### GIVEN TEXT
First part

Exercise 2

Joint distribution

On this exercise, we are going to use results from the first exercise. In fact, we can do an analogy between \({X_1\sim\mathcal{N}_p(\mu,\Sigma)}\) in the first exercise and \({X \sim\mathcal{N}_2(\begin{pmatrix}1\\2\end{pmatrix},\begin{pmatrix}2 & 1\\1 & 2\end{pmatrix})}\),

where \(\mu = \begin{pmatrix} 1\\2 \end{pmatrix}\), \(\Sigma = \begin{pmatrix} 2&1\\1&2 \end{pmatrix}\) and \(p=2\).

Similarly, \((X_2|X_1=x_1) \sim \mathcal{N}_{p-q}(\mathcal{A}x + b, \Omega)\) is similar to \((Y|X) \sim\mathcal{N}(\begin{pmatrix}X_1\\X_1+X_2\end{pmatrix},\begin{pmatrix}1 & 0\\0 & 1\end{pmatrix})\),

where \(\mathcal{A} = \begin{pmatrix} 1&0\\1&1 \end{pmatrix}\), \(b = 0\), \(\Omega = \begin{pmatrix} 1&0\\0&1 \end{pmatrix}\) and \(q=2\).

Therefore, using the first exercise’s results, we assume that : \((X\ Y)^T \sim \mathcal{N}(\begin{pmatrix} \mu \\ \mathcal{A}\mu + b \end{pmatrix}, \begin{pmatrix} \Sigma & \Sigma \mathcal{A}^T \\ \mathcal{A} \Sigma & \Omega + \mathcal{A} \Sigma \mathcal{A} \end{pmatrix})\)

After calculations, it comes that \((X\ Y)^T = (X_1 \ X_2 \ Y_1 \ Y_2)^T \sim \mathcal{N}_4 (\begin{pmatrix} 1 \\ 2 \\ 1 \\3 \end{pmatrix}, \begin{pmatrix} 2 &1&2&3\\1&2&1&3\\2&1&3&3\\3&3&3&7 \end{pmatrix})\)

Distribution of \(Y_2\) giving \(Y_1\)

Therefore, we can find the conditional distribution of \(Y_2\) giving \(Y_1\) such as :

\[ (Y_2 | Y_1 = y_1) \sim \mathcal{N}(\mu_4 + \Sigma_{34}\Sigma_{33}(y_1 - \mu_3),\Sigma_{33}\Sigma_{44}^{-1}\Sigma_{43}) \] \[ (Y_2 | Y_1 = y_1) \sim \mathcal{N}(3 + (y_1 - 1),4) \]

Distribution of \(W = X - Y\)

### INSTRUCTIONS TO FOLLOW
Repeat word for word the part of the joint distribution exercise that opens with the words containing "Therefore, we can" and closes with "of \(W = X - Y\)".

Collection entries
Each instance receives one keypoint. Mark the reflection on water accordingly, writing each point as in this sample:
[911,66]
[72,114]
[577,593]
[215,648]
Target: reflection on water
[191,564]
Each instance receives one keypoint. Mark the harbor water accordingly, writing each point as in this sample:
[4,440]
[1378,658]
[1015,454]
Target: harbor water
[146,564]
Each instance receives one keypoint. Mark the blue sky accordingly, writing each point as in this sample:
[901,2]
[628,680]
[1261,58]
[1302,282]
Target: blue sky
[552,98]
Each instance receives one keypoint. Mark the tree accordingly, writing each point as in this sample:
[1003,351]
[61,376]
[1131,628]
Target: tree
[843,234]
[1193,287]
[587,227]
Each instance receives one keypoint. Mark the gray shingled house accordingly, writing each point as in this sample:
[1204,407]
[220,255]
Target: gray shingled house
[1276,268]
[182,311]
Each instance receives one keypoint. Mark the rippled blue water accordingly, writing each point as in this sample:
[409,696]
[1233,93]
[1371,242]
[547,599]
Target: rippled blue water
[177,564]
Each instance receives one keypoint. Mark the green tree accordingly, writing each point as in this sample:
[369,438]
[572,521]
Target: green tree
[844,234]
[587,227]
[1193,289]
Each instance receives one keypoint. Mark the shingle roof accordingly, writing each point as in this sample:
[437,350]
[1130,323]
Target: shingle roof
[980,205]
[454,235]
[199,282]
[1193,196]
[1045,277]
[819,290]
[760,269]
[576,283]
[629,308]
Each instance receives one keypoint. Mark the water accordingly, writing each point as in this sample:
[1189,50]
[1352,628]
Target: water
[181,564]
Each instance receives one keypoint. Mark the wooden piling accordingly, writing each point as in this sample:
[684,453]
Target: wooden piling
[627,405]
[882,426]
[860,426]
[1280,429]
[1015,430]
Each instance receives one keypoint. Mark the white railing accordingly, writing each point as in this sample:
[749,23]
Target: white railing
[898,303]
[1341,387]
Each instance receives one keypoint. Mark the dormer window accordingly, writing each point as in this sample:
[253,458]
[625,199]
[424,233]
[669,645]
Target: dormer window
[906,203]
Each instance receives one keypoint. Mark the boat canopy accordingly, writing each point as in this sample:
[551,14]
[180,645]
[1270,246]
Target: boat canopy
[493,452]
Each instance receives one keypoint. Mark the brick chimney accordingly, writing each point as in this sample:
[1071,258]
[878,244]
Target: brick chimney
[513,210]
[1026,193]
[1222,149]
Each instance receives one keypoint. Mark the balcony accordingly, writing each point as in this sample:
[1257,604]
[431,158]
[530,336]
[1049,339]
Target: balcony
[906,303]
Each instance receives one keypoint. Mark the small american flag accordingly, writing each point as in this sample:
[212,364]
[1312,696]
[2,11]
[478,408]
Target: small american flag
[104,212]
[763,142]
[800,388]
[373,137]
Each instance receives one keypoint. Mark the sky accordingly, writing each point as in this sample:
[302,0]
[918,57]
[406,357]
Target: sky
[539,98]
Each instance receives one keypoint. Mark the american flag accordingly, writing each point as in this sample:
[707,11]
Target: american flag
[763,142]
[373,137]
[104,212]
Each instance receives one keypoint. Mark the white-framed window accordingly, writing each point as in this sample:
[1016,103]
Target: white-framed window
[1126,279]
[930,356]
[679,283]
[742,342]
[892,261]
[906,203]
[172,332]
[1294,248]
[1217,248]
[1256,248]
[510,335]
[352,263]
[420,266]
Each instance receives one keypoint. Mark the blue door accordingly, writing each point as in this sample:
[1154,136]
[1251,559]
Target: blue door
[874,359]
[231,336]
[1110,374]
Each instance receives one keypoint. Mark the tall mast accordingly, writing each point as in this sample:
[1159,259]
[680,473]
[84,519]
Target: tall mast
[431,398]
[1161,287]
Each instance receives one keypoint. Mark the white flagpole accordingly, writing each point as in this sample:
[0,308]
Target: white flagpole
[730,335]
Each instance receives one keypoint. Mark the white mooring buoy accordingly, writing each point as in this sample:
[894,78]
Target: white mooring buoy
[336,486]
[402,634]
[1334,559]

### SOLUTION TO THIS EXERCISE
Therefore, we can find the conditional distribution of \(Y_2\) giving \(Y_1\) such as :

\[ (Y_2 | Y_1 = y_1) \sim \mathcal{N}(\mu_4 + \Sigma_{34}\Sigma_{33}(y_1 - \mu_3),\Sigma_{33}\Sigma_{44}^{-1}\Sigma_{43}) \] \[ (Y_2 | Y_1 = y_1) \sim \mathcal{N}(3 + (y_1 - 1),4) \]

Distribution of \(W = X - Y\)